(Stored items from a collection)

>> START

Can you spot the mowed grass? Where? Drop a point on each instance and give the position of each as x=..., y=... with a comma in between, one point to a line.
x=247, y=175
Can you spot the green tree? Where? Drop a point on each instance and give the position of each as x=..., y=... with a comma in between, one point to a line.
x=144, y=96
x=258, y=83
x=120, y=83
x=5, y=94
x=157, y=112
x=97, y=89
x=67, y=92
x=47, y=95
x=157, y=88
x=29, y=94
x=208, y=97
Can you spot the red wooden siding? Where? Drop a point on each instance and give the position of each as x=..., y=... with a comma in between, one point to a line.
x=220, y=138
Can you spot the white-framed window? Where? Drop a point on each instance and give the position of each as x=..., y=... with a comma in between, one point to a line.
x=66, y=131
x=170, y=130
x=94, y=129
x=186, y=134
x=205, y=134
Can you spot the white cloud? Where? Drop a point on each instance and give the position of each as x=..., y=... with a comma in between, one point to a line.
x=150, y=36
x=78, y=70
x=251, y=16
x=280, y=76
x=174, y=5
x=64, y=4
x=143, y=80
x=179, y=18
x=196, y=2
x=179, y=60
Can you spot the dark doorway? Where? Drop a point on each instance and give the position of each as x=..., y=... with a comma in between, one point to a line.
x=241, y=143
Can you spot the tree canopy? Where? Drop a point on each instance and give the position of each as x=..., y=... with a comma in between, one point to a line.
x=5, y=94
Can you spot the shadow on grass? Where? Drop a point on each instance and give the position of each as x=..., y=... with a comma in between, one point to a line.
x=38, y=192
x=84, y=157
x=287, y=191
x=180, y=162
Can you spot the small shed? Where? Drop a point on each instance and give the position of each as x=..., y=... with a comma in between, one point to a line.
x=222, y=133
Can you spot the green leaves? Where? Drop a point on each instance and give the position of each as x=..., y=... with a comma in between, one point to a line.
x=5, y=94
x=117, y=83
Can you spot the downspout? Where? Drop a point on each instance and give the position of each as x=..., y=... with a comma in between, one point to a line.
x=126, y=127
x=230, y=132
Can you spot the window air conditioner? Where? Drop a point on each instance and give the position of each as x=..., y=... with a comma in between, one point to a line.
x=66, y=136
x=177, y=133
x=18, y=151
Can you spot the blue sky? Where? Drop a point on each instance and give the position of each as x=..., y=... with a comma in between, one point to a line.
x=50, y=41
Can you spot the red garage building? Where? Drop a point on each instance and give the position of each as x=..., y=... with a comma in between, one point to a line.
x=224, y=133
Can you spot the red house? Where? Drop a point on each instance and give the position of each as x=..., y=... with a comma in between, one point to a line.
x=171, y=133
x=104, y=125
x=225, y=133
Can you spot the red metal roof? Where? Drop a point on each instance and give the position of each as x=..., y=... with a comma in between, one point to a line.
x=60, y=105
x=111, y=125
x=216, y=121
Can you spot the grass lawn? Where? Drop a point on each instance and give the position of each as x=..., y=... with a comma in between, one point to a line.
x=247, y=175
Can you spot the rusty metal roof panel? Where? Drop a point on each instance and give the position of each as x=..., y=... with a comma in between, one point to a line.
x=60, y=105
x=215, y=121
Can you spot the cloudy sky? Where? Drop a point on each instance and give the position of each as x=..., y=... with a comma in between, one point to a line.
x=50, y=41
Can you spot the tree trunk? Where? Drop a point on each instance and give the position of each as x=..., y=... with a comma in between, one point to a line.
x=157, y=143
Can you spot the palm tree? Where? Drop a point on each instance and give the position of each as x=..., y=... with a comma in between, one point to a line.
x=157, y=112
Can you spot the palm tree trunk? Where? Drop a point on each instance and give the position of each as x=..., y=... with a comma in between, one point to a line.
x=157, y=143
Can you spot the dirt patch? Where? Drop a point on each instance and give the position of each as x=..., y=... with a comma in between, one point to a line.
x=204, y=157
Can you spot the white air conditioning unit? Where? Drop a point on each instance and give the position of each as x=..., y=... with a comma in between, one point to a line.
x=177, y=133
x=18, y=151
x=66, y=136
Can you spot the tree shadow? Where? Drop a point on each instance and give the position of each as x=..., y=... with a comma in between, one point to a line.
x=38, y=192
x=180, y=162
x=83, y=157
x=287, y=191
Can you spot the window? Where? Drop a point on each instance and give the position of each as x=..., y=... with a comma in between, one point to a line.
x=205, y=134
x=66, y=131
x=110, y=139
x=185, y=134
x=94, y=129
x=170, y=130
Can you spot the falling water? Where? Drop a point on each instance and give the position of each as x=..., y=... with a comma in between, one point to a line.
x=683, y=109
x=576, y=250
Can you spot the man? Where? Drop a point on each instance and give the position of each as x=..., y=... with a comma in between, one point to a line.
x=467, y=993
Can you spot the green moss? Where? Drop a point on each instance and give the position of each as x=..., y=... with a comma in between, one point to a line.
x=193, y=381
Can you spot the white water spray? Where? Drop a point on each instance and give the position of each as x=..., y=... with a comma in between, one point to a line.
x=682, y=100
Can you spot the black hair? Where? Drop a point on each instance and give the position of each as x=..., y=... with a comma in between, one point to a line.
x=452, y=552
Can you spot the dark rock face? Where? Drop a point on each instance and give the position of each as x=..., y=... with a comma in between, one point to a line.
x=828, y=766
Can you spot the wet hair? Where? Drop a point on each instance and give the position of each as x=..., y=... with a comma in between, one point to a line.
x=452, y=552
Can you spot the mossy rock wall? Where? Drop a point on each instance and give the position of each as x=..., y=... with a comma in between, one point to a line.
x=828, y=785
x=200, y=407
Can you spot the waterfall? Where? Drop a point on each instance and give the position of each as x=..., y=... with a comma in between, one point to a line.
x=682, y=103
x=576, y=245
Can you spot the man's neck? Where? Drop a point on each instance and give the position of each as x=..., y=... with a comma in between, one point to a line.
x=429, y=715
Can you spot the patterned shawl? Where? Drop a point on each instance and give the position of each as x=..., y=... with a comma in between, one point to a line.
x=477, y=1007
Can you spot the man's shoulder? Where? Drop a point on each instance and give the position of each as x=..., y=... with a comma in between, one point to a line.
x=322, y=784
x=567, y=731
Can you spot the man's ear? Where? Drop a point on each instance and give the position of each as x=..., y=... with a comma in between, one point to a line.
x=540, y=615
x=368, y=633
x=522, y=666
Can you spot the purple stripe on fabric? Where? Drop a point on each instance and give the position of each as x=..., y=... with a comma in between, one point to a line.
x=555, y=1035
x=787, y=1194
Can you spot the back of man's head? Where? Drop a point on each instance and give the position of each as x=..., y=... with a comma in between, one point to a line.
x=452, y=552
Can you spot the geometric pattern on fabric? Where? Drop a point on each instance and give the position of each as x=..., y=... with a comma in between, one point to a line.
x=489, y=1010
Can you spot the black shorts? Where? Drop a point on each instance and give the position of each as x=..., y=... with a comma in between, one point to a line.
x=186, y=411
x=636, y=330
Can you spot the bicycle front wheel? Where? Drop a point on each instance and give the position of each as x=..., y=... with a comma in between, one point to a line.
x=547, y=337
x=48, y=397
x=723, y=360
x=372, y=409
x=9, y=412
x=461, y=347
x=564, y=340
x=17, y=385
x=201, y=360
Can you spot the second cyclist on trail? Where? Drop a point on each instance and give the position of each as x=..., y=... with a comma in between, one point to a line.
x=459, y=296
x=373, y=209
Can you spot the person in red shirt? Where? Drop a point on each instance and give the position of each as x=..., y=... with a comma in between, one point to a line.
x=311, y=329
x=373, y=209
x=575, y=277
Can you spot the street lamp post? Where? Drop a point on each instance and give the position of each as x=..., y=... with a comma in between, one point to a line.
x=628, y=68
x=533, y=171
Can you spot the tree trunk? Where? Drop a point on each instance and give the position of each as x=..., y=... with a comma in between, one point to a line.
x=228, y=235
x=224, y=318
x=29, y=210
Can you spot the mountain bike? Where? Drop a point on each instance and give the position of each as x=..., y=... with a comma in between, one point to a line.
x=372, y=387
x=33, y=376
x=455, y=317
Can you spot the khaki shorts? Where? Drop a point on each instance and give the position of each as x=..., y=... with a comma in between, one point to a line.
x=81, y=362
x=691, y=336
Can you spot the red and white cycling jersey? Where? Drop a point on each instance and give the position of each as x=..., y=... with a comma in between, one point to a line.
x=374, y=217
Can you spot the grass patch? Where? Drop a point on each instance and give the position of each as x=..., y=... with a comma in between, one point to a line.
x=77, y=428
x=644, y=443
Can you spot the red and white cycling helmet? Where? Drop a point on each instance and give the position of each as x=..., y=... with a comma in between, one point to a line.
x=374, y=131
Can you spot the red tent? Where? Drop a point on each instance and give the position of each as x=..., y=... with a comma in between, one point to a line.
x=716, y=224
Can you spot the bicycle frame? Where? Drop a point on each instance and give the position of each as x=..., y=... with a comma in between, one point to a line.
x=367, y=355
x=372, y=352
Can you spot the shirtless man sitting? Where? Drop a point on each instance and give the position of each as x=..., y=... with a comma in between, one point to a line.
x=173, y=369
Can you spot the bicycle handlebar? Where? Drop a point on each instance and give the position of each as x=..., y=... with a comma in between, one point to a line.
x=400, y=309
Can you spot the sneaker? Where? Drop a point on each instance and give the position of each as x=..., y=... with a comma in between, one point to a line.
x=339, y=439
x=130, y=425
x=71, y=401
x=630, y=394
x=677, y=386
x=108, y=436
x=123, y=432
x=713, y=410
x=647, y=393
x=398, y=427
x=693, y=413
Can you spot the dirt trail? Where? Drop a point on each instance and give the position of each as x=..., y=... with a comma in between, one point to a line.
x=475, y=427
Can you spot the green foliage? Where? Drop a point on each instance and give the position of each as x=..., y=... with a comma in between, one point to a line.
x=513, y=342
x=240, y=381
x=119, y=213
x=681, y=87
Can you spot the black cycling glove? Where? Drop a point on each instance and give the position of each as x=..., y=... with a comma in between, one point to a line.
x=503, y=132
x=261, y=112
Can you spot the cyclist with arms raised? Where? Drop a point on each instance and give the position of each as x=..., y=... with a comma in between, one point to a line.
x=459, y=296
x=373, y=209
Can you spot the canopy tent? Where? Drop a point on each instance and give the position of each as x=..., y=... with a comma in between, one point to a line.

>> END

**Exercise details**:
For this exercise, please retype exactly the lines in the listing from the line with "Can you spot the black cycling" through its last line, both ends included.

**Reply to the exercise**:
Can you spot the black cycling glove? Where? Drop a point on each instance and give the position of each as x=..., y=... with a comma in between, one point to a line.
x=503, y=132
x=261, y=112
Can you spot the cyclist with arms raised? Where? Drop a point on each instance and give the position of each as x=..., y=... with a comma in between, one point to a line.
x=459, y=296
x=373, y=209
Can you spot the canopy tent? Where? Drop a point on each instance and give the position of each as x=..., y=... with a comma in between, one point to a line.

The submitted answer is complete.